Na sala de aula, cordel pode fazer leitores. “Eis aqui uma releitura do Pinóquio, ou O Preço da Mentira”, disse Manoel. “Uma editora se interessou e publicou o mesmo texto com uma nova roupagem. Eu acho excelente porque a importância do cordel não está na capa, não está no papel, não está no colorido. Está no texto. Agora a vestimenta gráfica tem que ser do século 21, o século que nós estamos vivendo. É isso que eu chamo de novo cordel.”

Um colégio de Maracanaú, cidade vizinha a Fortaleza, se transforma em palco de declamação. Arievaldo Viana e Rouxinol do Rinaré são poetas cearenses autores de vários folhetos e do projeto Acorda Cordel na sala de aula.

“O meu processo de alfabetização foi a partir da literatura de cordel. Utilizei isso aqui como ferramenta na minha alfabetização. Isso me despertou inclusive o interesse pela leitura”, contou Arievaldo Viana para os alunos do colégio.
 
Depois da apresentação dos poetas, é a vez das crianças escreverem suas rimas.

“O povo sofrendo
Está tudo secando
O gado morrendo
E o povo chorando”
-------
PROBLEMAS A RESOLVER:
• a. No texto sobre o cordel na sala de aula, em que cidade fica o colégio que se transforma em palco de declamação?
• b. Dê prosseguimento ao texto sobre o cordel na sala de aula, começando logo após a última estrofe mostrada.

MATERIAL APRESENTADO:
-------
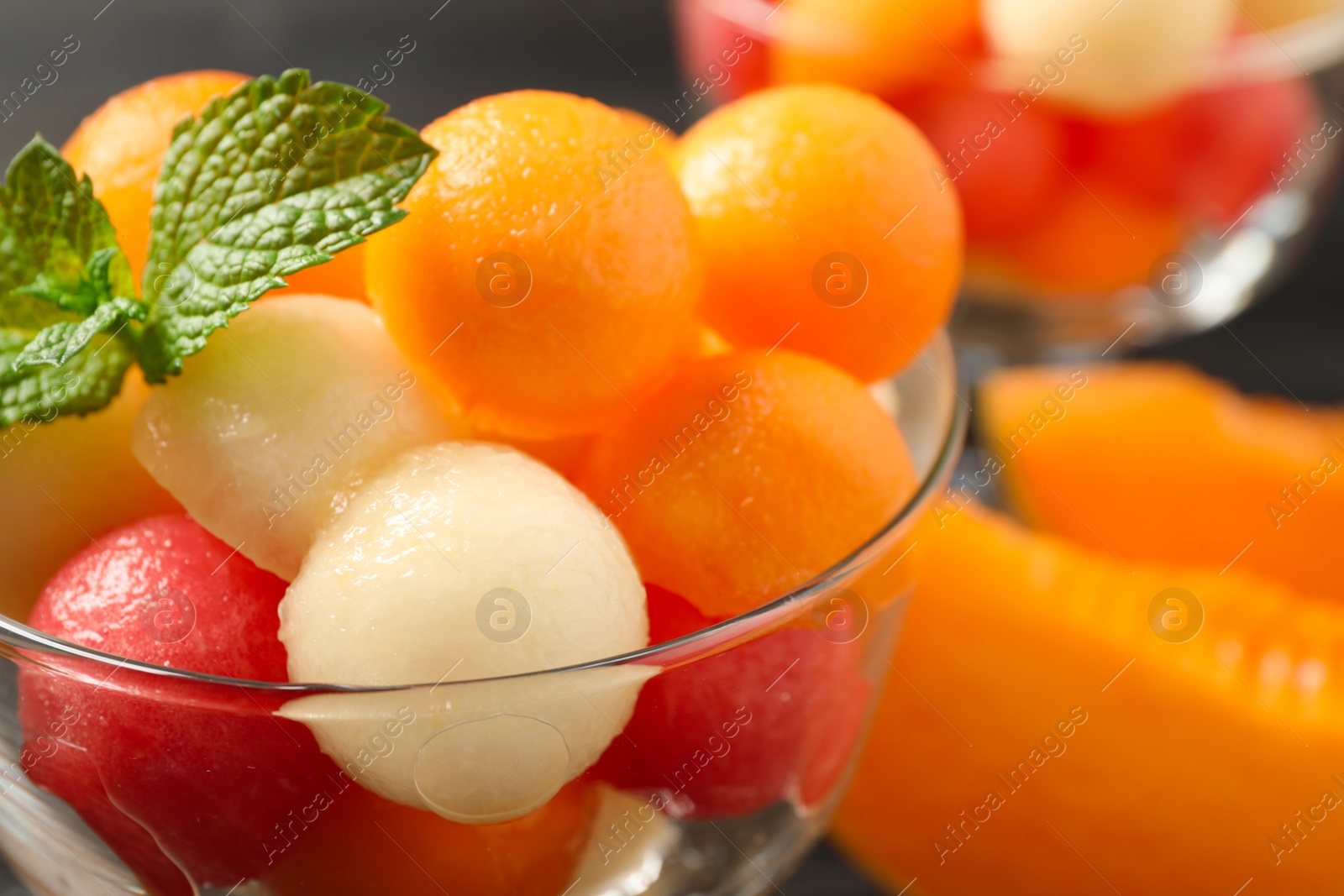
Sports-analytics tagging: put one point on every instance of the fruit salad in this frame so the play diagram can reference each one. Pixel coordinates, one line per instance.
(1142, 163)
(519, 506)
-------
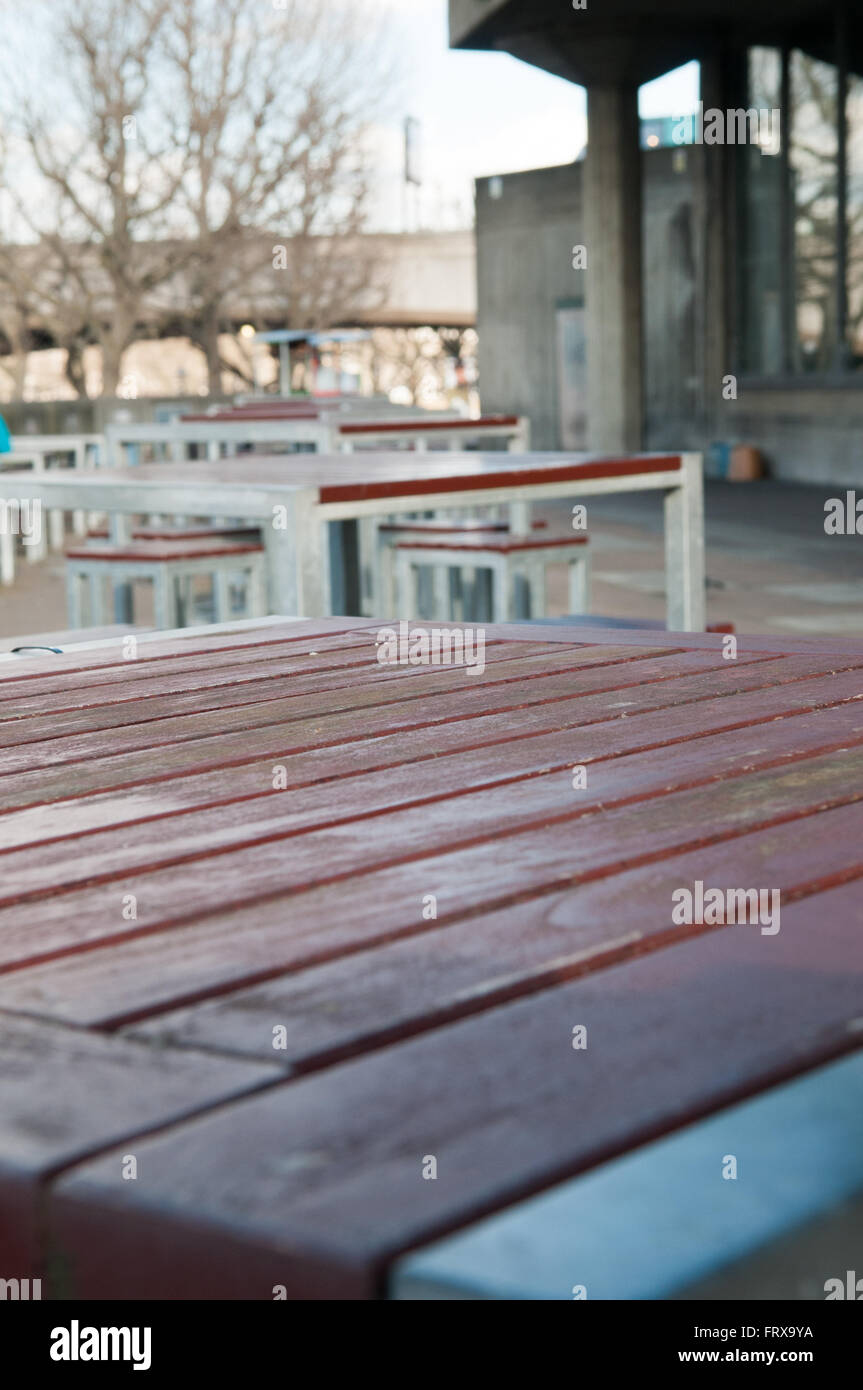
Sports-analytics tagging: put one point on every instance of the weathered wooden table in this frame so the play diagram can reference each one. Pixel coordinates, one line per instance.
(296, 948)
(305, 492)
-------
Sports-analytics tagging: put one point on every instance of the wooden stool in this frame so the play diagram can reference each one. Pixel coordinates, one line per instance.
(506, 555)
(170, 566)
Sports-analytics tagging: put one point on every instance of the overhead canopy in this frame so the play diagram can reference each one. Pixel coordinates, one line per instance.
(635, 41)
-------
EM RESPOSTA:
• a. Em Maracanaú, cidade vizinha a Fortaleza.

• b.
“Nós temos a teoria de que o cordel pode ser utilizado em qualquer disciplina”, sugeriu Rouxinol do Rinaré.
 
Não é só através dos livros nas escolas que o cordel ganhou asas e voou para todo canto. O cordel foi também para o teatro. Jacinta de Lurdes e José Maciel são paraibanos e irmãos. Eles encenam cordéis feitos especificamente para o teatro. A peça Porque a Noiva Botou o Noivo na Justiça, escrita pela cordelista Lourdes Ramalho, é apresentada para os funcionários da fazenda Santana, em Campina Grande, na Paraíba.
 
Peça em cordel é um desafio. Impossível improvisar sem perder a rima, mas a dupla de artistas faz isso desde a infância. “Nosso pai tinha uma banca de mangaio na feira. Mangaio é tudo misturado, condimento, cebola, corda e por trás da nossa banca tinha um cordeleiro. Ele vendia os cordéis, só que ele não sabia ler. Para que as pessoas comprassem o cordel, tinha que cantar ou ler. Ele pagava e nós dois, criancinhas, líamos o cordel. A cada dez cordéis que nós vendíamos ele dava um. No final da feira a gente tinha vendido os dele e os nossos”.
 
José Paes de Lira nasceu em Arcoverde, Pernambuco. Começou a decorar poemas ainda criança. Ele ainda se lembra da primeira apresentação que fez: “em 87, tinha 12 anos de idade e disse uma poesia de Patativa do Assaré, Espinho e Fulo”. Ainda adolescente, Lirinha, como é conhecido, formou uma banda que misturava literatura, música e teatro: o Cordel do Fogo Encantado.
 
Lirinha saiu do Nordeste, mas o Nordeste não saiu dele. O Romance do Pavão Misterioso, um dos clássicos da literatura de cordel, virou inspiração na novela Saramandaia, sucesso na década de 70.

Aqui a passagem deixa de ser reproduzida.